Segmentation mask data
........
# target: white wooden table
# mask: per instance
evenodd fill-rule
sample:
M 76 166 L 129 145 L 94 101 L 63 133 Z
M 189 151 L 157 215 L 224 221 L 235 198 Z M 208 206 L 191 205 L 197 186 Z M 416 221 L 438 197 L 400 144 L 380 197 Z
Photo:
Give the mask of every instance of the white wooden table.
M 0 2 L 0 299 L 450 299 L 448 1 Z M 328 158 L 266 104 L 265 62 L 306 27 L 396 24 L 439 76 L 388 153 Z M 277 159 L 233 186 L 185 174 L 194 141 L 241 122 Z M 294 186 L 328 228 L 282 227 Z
........
Problem to solve: The records above need to be retyped in full, exactly as they stand.

Output for this exercise:
# target: white wooden table
# mask: per instance
evenodd fill-rule
sample:
M 76 166 L 129 145 L 94 101 L 63 133 Z
M 189 151 L 157 215 L 224 221 L 235 198 Z M 208 206 L 191 205 L 197 186 Z M 416 221 L 438 197 L 400 144 L 380 197 Z
Photo:
Give the mask of every instance of the white wooden table.
M 0 2 L 0 299 L 450 299 L 448 1 Z M 328 158 L 266 104 L 265 62 L 306 27 L 396 24 L 439 76 L 388 153 Z M 277 159 L 233 186 L 185 174 L 194 141 L 241 122 Z M 294 186 L 328 228 L 282 227 Z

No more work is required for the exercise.